The Care First Community Coalition championed “Care First, Jails Last,” a policy Alameda County adopted in 2021 to expand community services and reduce the number of people with mental health issues and drug dependency incarcerated at Santa Rita Jail. Under the policy, a task force was formed to put forth recommendations in accordance with the policy’s goals. Joy George, of Restore Oakland, said advocates are still awaiting the recommendations. 

“Nearly 70 people have died in Santa Rita Jail since 2014, and we are tracking five deaths this year alone,” George said, noting that prisoners with mental health or drug issues are especially vulnerable. “Instead of being treated in community, or properly housed, they are being placed knowingly into unsafe conditions that are not suitable for their healing or recovery.”

A KTVU investigation found that Santa Rita Jail had 13.6 deaths per 1,000 inmates over a five-year period, surpassing the Los Angeles County jail system, the largest in the country, which had 8.9 deaths. 

Along with the dozens of deaths at the jail since 2014, the facility has been the subject of numerous lawsuits since at least the mid-1990s. In a report released last year, the Alameda County grand jury detailed myriad issues at the jail, including unsanitary living conditions, poor health care, poor food quality and a culture of abuse toward prisoners.

- EXTRACTED MATERIAL -

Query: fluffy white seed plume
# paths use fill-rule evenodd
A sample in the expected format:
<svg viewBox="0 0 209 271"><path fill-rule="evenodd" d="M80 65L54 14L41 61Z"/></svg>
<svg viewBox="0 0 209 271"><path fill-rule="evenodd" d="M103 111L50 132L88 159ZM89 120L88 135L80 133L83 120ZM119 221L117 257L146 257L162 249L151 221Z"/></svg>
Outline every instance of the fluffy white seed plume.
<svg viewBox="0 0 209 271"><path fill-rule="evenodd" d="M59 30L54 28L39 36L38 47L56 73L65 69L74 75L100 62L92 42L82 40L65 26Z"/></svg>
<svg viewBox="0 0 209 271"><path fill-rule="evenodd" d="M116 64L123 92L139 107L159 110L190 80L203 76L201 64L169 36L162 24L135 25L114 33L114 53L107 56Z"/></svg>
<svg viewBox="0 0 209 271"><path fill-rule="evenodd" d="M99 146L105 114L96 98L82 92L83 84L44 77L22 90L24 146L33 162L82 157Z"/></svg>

- CHECK YOUR UNDERSTANDING -
[a] From the Santa Rita Jail passage, list every issue that the Alameda County grand jury report detailed at the jail.
[b] Please decide whether each statement agrees with the Santa Rita Jail passage. Answer yes or no, and quote the words that decide it.
(i) Alameda County adopted the "Care First, Jails Last" policy in 2021.
(ii) The task force has already released its recommendations.
(iii) The Los Angeles County jail system had a higher death rate than Santa Rita Jail.
[c] Carry on the Santa Rita Jail passage from its last sentence.

- ANSWERS BY ITEM NUMBER -
[a]
- unsanitary living conditions
- poor health care
- poor food quality
- a culture of abuse toward prisoners

[b]
(i) Yes: "a policy Alameda County adopted in 2021"
(ii) No: "advocates are still awaiting the recommendations"
(iii) No: "Santa Rita Jail had 13.6 deaths per 1,000 inmates over a five-year period, surpassing the Los Angeles County jail system"

[c]
“The presence of feces smeared on walls and foul odors in several cells described as being available for immediate occupancy suggests to the Grand Jury a systemic issue with the quality of cleaning and sanitation of temporary occupancy cells,” the grand jury report states. 

Seven people died at the jail in 2021, according to the report. And Covid ravaged the facility, with 20% of prisoners testing positive for the virus at the peak of an unprecedented outbreak in January 2022, according to the report. 

“I didn’t feel good about my clients being there,” attorney John Burris said, adding that he’s hopeful that new leadership in Oakland, including the mayor and other newly appointed leaders, will bring positive changes. “A lot of those death cases could have been handled differently. People wouldn’t have died if they’d treated them in a skilled way, and acknowledged their conditions quicker, we would not have so many suicides, so many death cases,” the attorney added.

Burris has filed several lawsuits against the jail for deaths and other alleged violations, including one for the family of Christian Madrigal, a 20-year-old who died after being booked into the jail during a mental health episode. His parents called the police to have Madrigal taken to a psychiatric facility, but they took him to the jail instead, the Mercury News reported. Jail staff allegedly left Madrigal alone and soon found him with a chain wrapped around his neck in a suicide attempt. He died later at a hospital, according to the Mercury News. 

His family sued the county for wrongful death and excessive force and, last year, the county agreed to pay $5 million to the family. One sheriff’s lieutenant was fired as a result of the death.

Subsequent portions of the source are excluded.